- **Goal**: Return the part of the NVME interrupt-affinity thread below from "You can backport" to "newer you want?", word for word.

- **Selected passage**:

____

NVME, isolcpus, and irq affinity

Tue Oct 13 03:50:29 EDT 2020

On Tue, Oct 13, 2020 at 2:24 PM Chris Friesen
<chris.friesen at windriver.com> wrote:
>
> On 10/12/2020 6:51 PM, Ming Lei wrote:
> > On Mon, Oct 12, 2020 at 11:52 PM Chris Friesen
> > <chris.friesen at windriver.com> wrote:
> >>
> >> Hi,
> >>
> >> I'm not subscribed to the list so please CC me on replies.
> >>
> >> I've got a linux system running the RT kernel with threaded irqs.  On
> >> startup we affine the various irq threads to the housekeeping CPUs, but
> >> I recently hit a scenario where after some days of uptime we ended up
> >> with a number of NVME irq threads affined to application cores instead
> >> (not good when we're trying to run low-latency applications).
> >>
> >> Looking at the code, it appears that the NVME driver can in some
> >> scenarios call nvme_setup_io_queues() after the initial setup and thus
> >> allocate new IRQ threads at runtime.  It appears that this will then
> >> call pci_alloc_irq_vectors_affinity(), which seems to determine affinity
> >> without any regard for things like "isolcpus" or "cset shield".
> >>
> >> There seem to be other reports of similar issues:
> >>
> >> https://bugs.launchpad.net/ubuntu/+source/linux/+bug/1831566
> >>
> >> Am I worried about nothing, or is there a risk that those irq threads
> >> would actually need to do real work (which would cause unacceptable
> >> jitter in my application)?
> >>
> >> Assuming I'm reading the code correctly, how does it make sense for the
> >> NVME driver to affine interrupts to CPUs which have explicitly been
> >> designated as "isolated"?
> >
> > You may pass 'isolcpus=managed_irq,...' for this kind of isolation, see details
> > in 'isolcpus=' part of Documentation/admin-guide/kernel-parameters.txt.
> >
> > And this feature is added since v5.6.
>
> I suspect that might work, unfortunately it's not available in our

Did you look at '11ea68f553e2 genirq, sched/isolation: Isolate from
handling managed interrupts'?
Which supposes to address this kind of issue exactly.

> kernel and jumping to a brand new kernel will mean a lot of additional
> validation work so it's not something we can do on a whim.

You can backport that patch to your kernel.

>
> I'm definitely looking forward to moving to something newer though.

What is the something newer you want?

Thanks,
Ming Lei

____

- **Record extracts**:
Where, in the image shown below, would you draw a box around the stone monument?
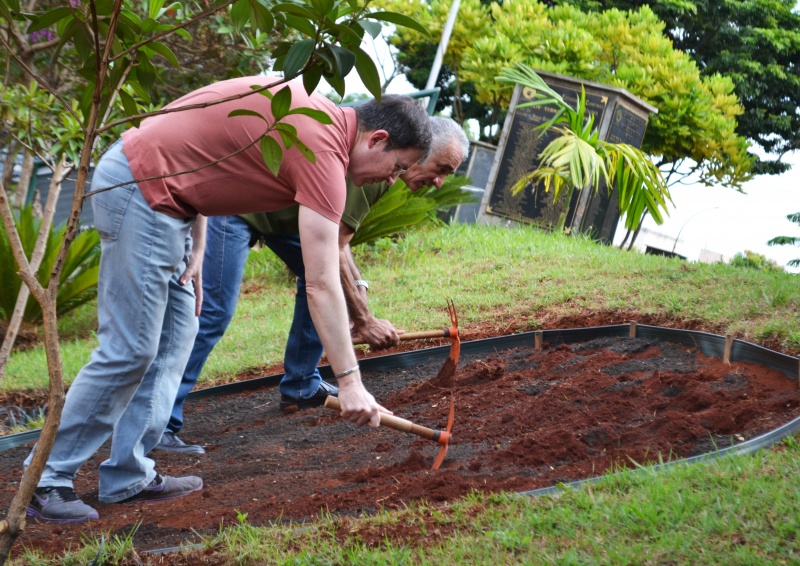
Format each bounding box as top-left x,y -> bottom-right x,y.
478,71 -> 658,244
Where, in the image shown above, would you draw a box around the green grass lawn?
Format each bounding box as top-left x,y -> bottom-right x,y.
6,225 -> 800,564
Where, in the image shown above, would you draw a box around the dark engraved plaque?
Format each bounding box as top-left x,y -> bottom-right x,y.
486,81 -> 608,229
469,145 -> 497,189
484,71 -> 657,243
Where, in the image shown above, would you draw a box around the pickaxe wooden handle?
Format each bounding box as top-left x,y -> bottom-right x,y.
325,396 -> 450,446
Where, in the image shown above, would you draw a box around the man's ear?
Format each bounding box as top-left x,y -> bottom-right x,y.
367,130 -> 389,149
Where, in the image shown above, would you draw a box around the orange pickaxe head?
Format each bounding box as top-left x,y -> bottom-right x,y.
431,397 -> 455,470
325,396 -> 455,470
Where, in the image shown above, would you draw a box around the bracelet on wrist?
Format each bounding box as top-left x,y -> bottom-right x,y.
333,364 -> 359,379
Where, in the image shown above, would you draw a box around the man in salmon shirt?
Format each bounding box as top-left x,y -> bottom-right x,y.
25,77 -> 431,522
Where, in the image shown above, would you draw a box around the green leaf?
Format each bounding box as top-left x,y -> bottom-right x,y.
285,14 -> 317,37
287,107 -> 333,126
231,0 -> 250,34
310,0 -> 336,20
147,0 -> 164,20
355,47 -> 381,102
259,136 -> 283,177
303,64 -> 322,94
366,12 -> 431,37
119,90 -> 139,116
272,4 -> 317,20
283,39 -> 315,78
323,73 -> 345,98
272,85 -> 292,122
358,20 -> 383,39
250,0 -> 275,33
327,44 -> 356,78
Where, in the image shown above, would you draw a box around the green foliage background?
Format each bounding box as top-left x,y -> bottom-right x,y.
0,207 -> 100,323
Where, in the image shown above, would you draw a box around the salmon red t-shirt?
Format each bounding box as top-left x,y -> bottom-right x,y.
122,77 -> 356,223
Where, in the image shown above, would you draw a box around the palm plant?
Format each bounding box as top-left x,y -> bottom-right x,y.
767,212 -> 800,267
350,175 -> 475,246
497,64 -> 671,230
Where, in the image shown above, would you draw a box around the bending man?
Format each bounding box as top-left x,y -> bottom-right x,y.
26,76 -> 431,521
155,117 -> 469,454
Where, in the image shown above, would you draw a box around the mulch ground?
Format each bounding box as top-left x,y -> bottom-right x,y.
0,319 -> 800,563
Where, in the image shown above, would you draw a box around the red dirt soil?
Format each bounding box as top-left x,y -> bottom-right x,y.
0,321 -> 800,564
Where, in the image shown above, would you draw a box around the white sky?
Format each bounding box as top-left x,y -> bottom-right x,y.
617,152 -> 800,272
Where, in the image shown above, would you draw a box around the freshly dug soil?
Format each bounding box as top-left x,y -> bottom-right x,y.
0,338 -> 800,554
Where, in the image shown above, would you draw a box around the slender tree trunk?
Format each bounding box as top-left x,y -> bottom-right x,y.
0,159 -> 67,381
0,180 -> 64,564
11,150 -> 33,212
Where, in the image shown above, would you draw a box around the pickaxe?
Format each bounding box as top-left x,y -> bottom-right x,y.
355,299 -> 461,385
325,396 -> 455,470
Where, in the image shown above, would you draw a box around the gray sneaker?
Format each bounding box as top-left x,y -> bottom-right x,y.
153,430 -> 206,454
121,474 -> 203,503
28,486 -> 100,523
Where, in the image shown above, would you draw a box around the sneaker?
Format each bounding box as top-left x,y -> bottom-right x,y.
28,486 -> 100,523
280,381 -> 339,411
153,430 -> 206,454
121,474 -> 203,503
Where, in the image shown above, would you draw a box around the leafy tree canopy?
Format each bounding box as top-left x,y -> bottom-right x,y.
558,0 -> 800,174
379,0 -> 752,189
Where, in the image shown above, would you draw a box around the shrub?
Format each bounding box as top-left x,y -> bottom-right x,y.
0,207 -> 100,323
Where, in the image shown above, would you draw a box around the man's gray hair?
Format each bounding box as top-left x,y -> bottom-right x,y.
354,94 -> 432,159
431,116 -> 469,162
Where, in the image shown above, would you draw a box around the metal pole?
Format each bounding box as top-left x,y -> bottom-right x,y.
425,0 -> 461,90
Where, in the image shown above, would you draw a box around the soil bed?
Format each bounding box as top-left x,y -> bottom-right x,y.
0,338 -> 800,554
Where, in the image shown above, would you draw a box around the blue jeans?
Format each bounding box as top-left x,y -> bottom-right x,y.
26,142 -> 197,503
166,216 -> 323,432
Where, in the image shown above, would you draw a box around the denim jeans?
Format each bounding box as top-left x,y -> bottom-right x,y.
166,216 -> 323,432
26,142 -> 197,503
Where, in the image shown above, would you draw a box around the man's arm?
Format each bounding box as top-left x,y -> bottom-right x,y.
299,205 -> 389,427
339,223 -> 404,350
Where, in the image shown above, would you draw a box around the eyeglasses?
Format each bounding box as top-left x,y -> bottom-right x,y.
391,149 -> 411,177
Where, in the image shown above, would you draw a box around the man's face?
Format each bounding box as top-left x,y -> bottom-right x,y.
400,143 -> 461,192
347,130 -> 422,186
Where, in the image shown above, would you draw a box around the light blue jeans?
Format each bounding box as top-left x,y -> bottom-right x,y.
26,142 -> 197,503
167,216 -> 323,432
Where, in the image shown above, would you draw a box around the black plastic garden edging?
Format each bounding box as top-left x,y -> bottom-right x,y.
0,323 -> 800,488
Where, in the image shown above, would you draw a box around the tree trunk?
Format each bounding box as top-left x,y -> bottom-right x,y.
0,159 -> 67,381
11,150 -> 33,212
0,181 -> 64,565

____

- **Finished task**:
You can backport that patch to your kernel.

>
> I'm definitely looking forward to moving to something newer though.

What is the something newer you want?